RECORD SET:
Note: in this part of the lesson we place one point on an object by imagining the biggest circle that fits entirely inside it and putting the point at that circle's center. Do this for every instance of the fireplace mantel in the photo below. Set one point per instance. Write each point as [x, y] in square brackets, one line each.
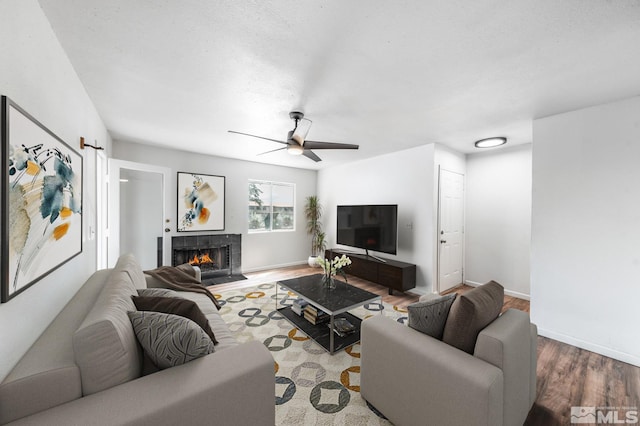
[212, 241]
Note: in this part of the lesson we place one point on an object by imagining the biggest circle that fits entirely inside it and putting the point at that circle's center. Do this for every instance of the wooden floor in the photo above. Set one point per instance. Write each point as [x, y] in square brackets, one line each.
[566, 375]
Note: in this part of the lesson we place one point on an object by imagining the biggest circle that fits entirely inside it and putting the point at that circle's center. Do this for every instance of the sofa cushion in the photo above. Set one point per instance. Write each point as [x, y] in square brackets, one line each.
[105, 347]
[429, 315]
[157, 292]
[170, 340]
[470, 313]
[176, 306]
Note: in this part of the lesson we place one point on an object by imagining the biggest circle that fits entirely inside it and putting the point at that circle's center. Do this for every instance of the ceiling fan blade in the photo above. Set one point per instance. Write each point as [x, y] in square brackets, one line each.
[310, 154]
[328, 145]
[273, 150]
[256, 136]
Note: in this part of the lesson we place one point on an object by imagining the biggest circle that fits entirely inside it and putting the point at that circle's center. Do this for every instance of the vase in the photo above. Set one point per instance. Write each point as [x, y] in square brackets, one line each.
[328, 282]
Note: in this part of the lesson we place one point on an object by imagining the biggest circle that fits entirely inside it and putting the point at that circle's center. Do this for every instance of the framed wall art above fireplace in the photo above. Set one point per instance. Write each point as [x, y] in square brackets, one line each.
[200, 202]
[41, 201]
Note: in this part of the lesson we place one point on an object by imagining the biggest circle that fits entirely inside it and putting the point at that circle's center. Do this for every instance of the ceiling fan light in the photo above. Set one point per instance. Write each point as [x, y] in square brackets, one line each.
[296, 137]
[295, 149]
[490, 142]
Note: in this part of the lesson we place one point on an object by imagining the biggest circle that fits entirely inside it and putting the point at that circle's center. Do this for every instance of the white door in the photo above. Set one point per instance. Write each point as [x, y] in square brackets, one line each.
[138, 218]
[450, 229]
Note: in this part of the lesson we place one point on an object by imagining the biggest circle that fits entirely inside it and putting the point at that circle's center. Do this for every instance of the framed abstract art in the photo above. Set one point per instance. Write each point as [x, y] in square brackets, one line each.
[41, 201]
[200, 202]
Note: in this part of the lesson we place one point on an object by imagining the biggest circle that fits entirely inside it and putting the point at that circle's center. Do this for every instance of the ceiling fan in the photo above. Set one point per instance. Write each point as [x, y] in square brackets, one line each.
[296, 143]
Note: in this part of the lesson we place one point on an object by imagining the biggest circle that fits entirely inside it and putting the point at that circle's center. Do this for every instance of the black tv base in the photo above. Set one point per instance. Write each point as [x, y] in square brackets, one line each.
[393, 274]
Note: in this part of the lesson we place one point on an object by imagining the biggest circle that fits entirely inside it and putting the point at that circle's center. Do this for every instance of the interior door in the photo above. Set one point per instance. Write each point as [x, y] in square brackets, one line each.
[450, 230]
[138, 218]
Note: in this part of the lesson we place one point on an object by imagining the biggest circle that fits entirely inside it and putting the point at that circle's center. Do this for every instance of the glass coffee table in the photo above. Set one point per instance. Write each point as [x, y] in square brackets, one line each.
[336, 302]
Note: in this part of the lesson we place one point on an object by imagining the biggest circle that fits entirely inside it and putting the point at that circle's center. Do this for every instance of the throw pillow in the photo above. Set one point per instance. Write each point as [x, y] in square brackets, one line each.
[470, 313]
[170, 340]
[430, 316]
[176, 306]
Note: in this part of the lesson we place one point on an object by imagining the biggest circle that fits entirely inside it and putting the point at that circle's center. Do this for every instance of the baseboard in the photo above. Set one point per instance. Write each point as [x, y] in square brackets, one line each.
[282, 265]
[511, 293]
[590, 346]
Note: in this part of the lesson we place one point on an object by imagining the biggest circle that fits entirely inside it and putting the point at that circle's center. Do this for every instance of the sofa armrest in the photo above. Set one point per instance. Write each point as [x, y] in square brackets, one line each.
[413, 378]
[506, 343]
[233, 386]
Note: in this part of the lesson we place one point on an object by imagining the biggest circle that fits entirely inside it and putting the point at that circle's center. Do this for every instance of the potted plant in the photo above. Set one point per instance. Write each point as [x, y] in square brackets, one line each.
[313, 213]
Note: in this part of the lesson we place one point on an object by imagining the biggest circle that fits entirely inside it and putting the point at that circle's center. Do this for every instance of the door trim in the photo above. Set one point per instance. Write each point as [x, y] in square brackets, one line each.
[113, 219]
[439, 226]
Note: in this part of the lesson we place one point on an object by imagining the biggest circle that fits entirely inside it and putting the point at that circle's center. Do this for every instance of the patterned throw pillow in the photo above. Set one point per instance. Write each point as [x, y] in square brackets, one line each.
[170, 340]
[176, 306]
[430, 316]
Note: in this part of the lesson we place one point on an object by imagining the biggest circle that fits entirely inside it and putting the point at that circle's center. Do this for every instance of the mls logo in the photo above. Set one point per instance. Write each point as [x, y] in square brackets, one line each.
[583, 415]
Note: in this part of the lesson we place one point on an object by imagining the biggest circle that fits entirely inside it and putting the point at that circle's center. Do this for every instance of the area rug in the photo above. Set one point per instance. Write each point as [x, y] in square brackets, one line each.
[312, 387]
[223, 279]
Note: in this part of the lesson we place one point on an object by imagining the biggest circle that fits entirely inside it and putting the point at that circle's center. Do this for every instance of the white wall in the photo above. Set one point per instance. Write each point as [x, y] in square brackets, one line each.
[405, 178]
[37, 75]
[498, 219]
[259, 250]
[585, 252]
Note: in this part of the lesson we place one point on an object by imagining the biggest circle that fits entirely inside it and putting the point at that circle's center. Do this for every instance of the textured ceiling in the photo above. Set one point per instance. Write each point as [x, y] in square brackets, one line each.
[385, 75]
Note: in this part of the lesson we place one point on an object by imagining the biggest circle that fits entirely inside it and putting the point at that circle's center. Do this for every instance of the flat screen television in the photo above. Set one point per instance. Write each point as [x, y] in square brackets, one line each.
[369, 227]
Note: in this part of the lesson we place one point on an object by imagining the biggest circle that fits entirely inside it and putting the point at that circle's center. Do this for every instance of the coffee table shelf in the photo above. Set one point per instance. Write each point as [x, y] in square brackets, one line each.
[320, 333]
[336, 302]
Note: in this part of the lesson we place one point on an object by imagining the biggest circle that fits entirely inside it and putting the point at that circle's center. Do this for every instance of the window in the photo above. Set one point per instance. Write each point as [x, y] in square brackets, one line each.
[271, 206]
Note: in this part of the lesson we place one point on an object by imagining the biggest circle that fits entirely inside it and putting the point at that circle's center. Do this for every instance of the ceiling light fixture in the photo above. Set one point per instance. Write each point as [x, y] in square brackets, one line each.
[295, 149]
[490, 142]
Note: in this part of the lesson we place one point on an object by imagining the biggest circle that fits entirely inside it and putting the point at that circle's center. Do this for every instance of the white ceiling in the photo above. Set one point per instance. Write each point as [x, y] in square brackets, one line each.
[385, 75]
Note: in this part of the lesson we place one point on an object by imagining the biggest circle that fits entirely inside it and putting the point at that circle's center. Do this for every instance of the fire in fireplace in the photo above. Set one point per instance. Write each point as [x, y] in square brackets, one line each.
[211, 261]
[216, 255]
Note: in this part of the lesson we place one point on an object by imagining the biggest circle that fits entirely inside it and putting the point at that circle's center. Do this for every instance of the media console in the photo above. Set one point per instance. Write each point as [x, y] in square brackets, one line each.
[390, 273]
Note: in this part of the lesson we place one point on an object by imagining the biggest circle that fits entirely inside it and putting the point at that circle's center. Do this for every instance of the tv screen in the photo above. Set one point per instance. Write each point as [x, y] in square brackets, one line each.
[370, 227]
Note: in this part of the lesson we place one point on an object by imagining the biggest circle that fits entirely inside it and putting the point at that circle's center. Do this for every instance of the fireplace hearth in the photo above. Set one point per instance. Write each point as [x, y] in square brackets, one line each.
[216, 255]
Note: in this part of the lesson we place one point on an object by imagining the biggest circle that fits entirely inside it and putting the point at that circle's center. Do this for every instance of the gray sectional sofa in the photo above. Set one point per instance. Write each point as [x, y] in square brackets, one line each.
[86, 368]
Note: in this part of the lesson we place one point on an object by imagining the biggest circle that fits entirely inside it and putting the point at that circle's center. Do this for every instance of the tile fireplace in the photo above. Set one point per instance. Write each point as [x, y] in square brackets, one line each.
[216, 255]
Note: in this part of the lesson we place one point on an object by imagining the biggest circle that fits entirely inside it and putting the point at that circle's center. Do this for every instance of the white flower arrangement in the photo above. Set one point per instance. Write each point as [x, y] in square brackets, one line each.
[333, 267]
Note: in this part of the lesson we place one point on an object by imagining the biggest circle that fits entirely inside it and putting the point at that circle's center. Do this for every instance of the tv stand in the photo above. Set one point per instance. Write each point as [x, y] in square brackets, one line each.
[379, 259]
[390, 273]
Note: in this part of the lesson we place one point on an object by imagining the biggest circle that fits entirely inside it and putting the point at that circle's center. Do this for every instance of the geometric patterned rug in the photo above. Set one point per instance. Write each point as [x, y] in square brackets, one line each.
[312, 387]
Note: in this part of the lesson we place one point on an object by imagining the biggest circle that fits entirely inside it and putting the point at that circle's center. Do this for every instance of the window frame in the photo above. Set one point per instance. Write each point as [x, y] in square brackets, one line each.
[271, 183]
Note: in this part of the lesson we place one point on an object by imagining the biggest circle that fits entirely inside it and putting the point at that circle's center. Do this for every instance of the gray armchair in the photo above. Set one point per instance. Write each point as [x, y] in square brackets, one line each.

WRITTEN REQUEST: Copy out word for word every line from the one containing "the window frame" through the end of the records.

SOLUTION TO THE PROBLEM:
Note: in this part of the lesson we place one point on an object by imagining the biggest circle that fits entirely inside it and putting the point at that circle's center. Do this for every instance of the window frame in the photo above. Set one point per instance. Write each point as [x, y] in square brackets, one line each.
[271, 183]
Note: in this part of the lesson we place one point on an object by imagining the biggest circle that fits entirely inside it and putting the point at that circle's center. Do this for every instance of the gray armchair in the photo above. Set one point per instance. Write each point as [x, y] in square brackets, one line each.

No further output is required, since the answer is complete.